** Start of Data rows **
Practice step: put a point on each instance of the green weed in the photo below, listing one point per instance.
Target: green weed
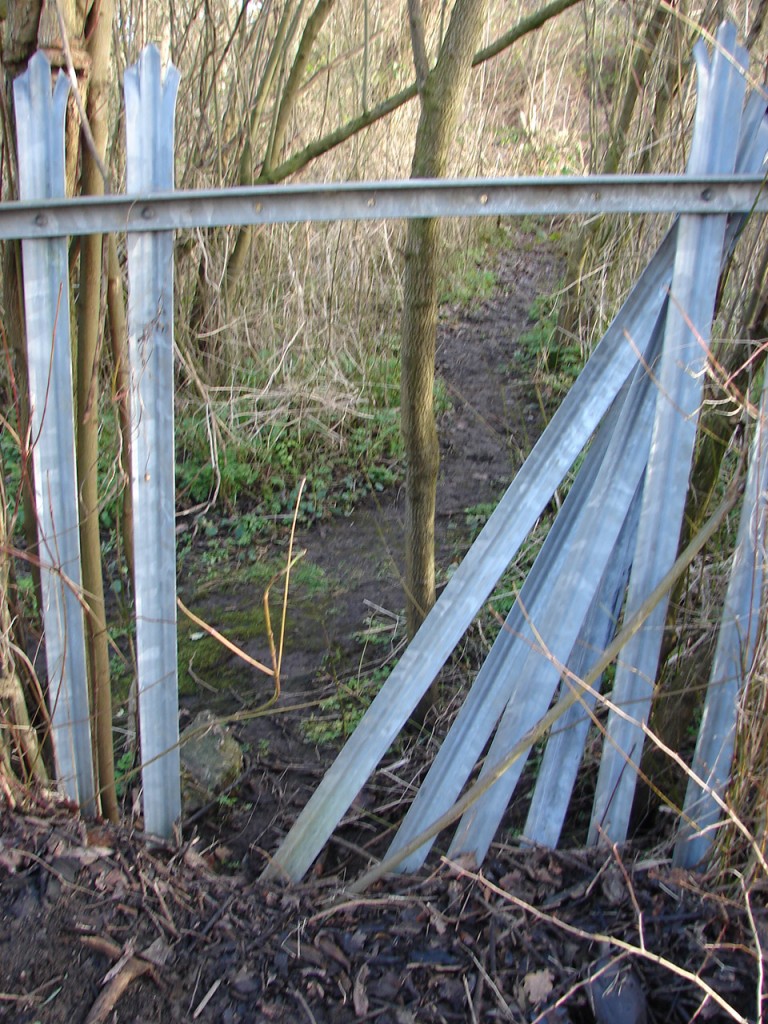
(339, 715)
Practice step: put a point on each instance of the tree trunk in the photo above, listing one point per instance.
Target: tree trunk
(441, 99)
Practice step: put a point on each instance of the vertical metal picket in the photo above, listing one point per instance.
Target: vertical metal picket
(40, 128)
(150, 105)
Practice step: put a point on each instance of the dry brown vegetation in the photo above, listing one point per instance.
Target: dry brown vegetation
(288, 336)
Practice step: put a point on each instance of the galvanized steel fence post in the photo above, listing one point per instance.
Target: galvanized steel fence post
(150, 105)
(40, 128)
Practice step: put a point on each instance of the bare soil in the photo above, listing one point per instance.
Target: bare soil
(98, 925)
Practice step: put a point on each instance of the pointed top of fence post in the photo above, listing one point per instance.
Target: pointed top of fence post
(150, 109)
(41, 113)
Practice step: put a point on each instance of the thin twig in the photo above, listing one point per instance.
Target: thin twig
(588, 936)
(84, 123)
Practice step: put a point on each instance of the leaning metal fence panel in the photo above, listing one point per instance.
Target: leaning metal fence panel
(608, 391)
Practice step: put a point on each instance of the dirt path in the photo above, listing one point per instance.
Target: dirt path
(341, 632)
(98, 927)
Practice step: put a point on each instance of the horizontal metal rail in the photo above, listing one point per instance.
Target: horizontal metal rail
(384, 200)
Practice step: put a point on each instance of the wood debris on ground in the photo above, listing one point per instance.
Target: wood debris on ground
(98, 926)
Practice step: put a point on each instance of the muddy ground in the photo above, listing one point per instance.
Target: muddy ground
(99, 926)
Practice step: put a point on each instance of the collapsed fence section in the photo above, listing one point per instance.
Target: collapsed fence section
(614, 393)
** End of Data rows **
#### Directions for this task:
Quote word for word the rows starting at the line containing "Practice step: put a point on each instance of the muddy" and ending at the final line of the rows.

#### Solution to the exercise:
Practice step: put a point on each instance of the muddy ground in the photo above, listing one point per instance.
Target: muddy ground
(99, 926)
Practice step: put a point on each instance of the collapsed fence section in the photo above, listing one point per instance.
Target: collapsed fence section
(614, 393)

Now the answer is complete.